---------- Dataset excerpts ----------

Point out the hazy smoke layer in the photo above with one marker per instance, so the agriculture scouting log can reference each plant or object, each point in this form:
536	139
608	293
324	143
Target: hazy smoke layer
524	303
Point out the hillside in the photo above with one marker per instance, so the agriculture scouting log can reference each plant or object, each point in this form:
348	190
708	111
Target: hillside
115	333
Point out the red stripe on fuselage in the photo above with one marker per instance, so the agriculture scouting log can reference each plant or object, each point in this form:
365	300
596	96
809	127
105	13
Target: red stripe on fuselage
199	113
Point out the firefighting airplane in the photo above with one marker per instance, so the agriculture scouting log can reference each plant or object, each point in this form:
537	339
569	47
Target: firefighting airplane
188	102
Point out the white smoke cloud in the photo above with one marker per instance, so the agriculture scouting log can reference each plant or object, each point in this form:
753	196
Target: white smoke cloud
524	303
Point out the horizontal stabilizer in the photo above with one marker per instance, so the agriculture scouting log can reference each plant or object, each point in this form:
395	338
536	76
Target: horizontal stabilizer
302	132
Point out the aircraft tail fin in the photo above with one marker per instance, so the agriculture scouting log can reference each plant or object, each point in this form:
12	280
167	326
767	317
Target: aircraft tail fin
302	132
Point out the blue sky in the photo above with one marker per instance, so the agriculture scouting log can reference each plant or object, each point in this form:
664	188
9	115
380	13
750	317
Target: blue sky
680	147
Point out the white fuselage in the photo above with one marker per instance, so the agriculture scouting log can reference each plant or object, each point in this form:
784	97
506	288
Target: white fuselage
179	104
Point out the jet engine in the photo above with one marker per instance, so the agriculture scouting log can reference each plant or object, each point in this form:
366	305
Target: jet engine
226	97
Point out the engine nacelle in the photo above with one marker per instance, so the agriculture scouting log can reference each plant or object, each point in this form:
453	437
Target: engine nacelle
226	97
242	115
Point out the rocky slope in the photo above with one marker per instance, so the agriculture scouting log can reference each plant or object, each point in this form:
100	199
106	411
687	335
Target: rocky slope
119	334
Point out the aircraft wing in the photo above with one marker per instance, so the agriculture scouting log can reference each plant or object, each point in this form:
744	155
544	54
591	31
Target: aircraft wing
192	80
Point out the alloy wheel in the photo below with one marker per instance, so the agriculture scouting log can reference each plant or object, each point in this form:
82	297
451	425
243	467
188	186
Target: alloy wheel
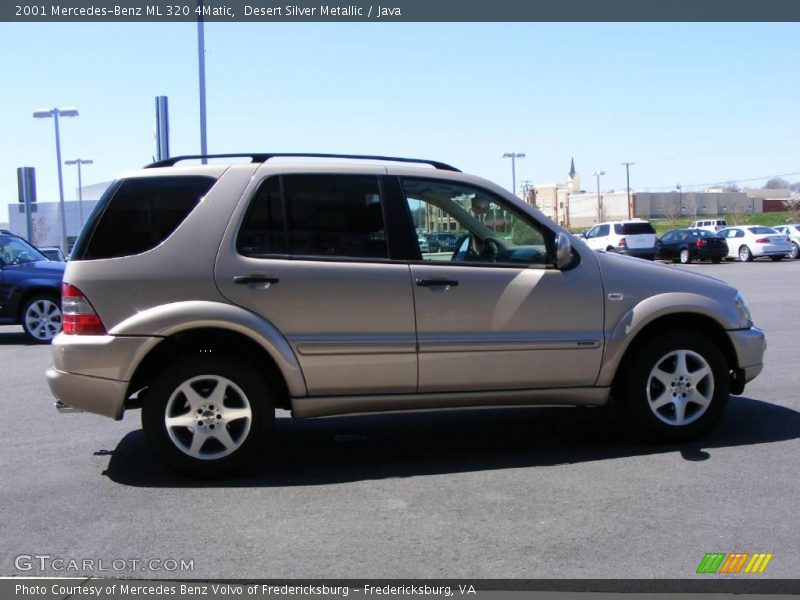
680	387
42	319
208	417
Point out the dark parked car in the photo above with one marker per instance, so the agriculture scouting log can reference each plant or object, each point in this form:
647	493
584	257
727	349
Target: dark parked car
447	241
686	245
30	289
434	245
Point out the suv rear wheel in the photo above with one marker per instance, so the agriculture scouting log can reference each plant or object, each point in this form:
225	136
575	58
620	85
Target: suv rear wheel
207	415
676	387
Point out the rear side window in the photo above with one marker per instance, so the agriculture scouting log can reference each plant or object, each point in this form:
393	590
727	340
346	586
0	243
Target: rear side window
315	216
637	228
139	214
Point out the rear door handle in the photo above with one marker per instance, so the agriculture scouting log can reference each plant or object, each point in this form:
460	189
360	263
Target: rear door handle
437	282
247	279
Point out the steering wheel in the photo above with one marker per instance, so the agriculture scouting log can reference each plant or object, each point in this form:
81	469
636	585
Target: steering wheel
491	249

----------
---------- Dataset excerpts ----------

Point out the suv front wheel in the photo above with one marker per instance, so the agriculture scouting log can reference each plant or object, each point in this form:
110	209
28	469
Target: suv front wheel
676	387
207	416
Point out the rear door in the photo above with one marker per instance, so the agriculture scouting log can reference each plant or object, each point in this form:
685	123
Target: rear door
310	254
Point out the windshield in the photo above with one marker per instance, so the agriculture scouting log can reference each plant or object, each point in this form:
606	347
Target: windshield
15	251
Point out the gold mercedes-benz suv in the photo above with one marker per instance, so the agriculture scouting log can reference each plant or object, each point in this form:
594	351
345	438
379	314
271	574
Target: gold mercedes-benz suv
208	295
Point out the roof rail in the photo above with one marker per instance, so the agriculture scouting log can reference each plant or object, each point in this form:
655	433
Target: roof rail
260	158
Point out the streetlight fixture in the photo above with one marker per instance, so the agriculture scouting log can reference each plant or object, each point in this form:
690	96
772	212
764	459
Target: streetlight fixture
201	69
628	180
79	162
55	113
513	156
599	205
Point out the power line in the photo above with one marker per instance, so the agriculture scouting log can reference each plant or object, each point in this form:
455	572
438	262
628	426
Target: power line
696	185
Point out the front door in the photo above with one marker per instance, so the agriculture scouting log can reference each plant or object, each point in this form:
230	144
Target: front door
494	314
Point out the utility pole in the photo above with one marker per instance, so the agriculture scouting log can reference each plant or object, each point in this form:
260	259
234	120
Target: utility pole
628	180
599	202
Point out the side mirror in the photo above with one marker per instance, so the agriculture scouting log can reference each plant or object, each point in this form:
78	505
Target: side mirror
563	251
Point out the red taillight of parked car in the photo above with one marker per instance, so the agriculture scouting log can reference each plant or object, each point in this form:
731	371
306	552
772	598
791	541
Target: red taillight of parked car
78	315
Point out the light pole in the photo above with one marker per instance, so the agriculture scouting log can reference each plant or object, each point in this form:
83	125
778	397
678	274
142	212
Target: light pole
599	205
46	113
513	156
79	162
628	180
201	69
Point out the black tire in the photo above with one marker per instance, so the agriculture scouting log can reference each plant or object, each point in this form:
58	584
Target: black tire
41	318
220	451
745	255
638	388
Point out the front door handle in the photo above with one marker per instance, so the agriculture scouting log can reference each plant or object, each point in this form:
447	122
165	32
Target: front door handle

----------
---------- Dataset excerpts ----------

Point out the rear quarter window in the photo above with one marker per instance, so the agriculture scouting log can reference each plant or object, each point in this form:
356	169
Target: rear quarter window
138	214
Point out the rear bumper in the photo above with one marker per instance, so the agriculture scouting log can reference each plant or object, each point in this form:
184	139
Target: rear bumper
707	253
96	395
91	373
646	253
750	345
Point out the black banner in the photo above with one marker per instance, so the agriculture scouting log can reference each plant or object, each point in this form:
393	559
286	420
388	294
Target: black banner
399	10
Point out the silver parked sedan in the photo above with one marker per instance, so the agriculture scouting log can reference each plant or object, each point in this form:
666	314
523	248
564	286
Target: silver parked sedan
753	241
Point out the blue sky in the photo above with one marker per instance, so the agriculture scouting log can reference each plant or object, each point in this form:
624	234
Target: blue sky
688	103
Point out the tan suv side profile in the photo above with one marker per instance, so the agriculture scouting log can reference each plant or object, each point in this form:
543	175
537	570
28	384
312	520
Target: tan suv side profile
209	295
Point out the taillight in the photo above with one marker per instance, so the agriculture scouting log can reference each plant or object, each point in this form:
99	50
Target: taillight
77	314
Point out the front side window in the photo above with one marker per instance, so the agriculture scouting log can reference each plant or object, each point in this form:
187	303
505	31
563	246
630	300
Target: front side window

----------

# What is being asked
Send back an exact copy of only the lines from the line with "Target: black tire" up to and including the line with "Target: front door handle" in the data above.

# Response to the task
Target: black tire
41	318
220	451
745	255
638	388
Point out the front door handle in the photo above with one marker per instance, so the agriculture scouting log can reference each plant or object, each point in this form:
447	122
165	32
Target: front door handle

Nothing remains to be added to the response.